- Provided data
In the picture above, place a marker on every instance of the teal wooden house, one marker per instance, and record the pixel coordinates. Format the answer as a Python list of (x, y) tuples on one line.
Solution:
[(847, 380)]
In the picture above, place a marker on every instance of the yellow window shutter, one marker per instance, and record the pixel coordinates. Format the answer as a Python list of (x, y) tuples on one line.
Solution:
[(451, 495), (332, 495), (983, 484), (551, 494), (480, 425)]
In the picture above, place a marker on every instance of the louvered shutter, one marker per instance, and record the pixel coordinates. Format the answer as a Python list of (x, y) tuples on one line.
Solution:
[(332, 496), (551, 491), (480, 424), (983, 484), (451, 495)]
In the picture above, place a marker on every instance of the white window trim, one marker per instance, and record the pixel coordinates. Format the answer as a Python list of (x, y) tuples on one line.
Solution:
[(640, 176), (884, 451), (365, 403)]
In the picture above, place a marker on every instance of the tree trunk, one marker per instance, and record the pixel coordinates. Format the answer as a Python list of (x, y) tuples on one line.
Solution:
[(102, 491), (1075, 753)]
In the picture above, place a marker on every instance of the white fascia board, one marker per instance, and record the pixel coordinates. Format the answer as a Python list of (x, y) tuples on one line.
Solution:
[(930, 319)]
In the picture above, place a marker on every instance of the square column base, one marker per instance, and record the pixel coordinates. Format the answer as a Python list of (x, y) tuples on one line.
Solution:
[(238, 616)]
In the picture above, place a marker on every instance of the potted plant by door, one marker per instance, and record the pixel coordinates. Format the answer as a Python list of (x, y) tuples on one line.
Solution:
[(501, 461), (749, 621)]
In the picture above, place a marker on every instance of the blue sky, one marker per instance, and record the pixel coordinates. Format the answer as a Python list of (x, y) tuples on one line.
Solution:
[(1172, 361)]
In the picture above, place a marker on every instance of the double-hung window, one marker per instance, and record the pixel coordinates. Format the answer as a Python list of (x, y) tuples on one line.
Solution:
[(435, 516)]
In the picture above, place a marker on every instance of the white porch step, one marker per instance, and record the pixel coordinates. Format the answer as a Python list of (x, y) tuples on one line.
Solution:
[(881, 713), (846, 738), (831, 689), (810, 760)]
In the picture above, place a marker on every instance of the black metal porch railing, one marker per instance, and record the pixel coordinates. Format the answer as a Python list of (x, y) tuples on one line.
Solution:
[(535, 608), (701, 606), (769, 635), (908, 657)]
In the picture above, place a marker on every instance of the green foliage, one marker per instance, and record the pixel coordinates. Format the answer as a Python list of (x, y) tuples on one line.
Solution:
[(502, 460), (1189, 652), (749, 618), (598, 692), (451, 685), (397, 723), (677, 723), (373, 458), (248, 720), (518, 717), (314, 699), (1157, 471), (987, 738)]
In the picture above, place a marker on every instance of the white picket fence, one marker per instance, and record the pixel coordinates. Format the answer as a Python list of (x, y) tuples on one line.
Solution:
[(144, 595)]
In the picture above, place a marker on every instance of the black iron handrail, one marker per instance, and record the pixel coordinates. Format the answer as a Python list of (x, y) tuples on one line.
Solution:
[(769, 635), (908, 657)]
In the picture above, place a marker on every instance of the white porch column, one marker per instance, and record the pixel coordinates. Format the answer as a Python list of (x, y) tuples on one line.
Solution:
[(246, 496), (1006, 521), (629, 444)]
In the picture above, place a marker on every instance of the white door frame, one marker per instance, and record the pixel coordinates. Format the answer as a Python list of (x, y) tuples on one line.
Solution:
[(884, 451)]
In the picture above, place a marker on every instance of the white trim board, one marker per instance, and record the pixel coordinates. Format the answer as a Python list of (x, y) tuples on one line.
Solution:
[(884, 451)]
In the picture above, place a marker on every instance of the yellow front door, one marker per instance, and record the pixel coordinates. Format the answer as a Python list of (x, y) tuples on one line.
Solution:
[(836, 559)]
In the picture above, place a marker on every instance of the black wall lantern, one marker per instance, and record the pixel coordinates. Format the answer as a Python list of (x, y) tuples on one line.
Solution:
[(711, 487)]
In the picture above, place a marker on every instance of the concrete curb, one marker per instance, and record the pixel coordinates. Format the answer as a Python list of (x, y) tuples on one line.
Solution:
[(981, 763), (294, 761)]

- Exercise requirements
Everything from the line containing "the black iron" through the last line of the records must be given again exactly; leave out all other lines.

- Correct response
In the picture above, place a marker on every instance of the black iron handrail, one marker per instance, and record the pixel coordinates. Format the answer as a Python list of (x, y) tuples on one line.
Solution:
[(769, 635), (908, 657)]
In the picture above, place a marker on every instance of the white porch column, one marker per instance, and record the pixel coordinates. Format the answer as a Python list of (x, y) tuples on one line.
Solution:
[(246, 496), (1006, 521), (629, 444)]
In the picture above, place a marker on every instance of the white door frame, one marker per instance, and record the pixel coordinates. Format the answer as a Python list of (x, y) tuples on one line.
Solution:
[(884, 451)]
In the picture above, place a marker on every instance of the white trim board, one marker per instance, and record the pixel coordinates. Format the answer as a Python list of (x, y) tuples on one line.
Solution:
[(884, 451)]
In the picture above, place a marker on every instance of the yellow front door, one marker per instance, and record the pixel coordinates. Format the answer as a Python list of (x, y) tuples on one line.
Solution:
[(836, 559)]
In the picture above, place a marker on every instance of the black wall lantern, one marker per instance, and record the pixel coordinates. Format the answer as a Python list of (x, y) tuples on one line.
Solution:
[(711, 487)]
In the picture above, place a marker on every instance of the concrete curb, one marker per instance, and record the pixel coordinates. Format the answer as a Python list of (x, y) tuples on one line.
Solution:
[(981, 763), (294, 761)]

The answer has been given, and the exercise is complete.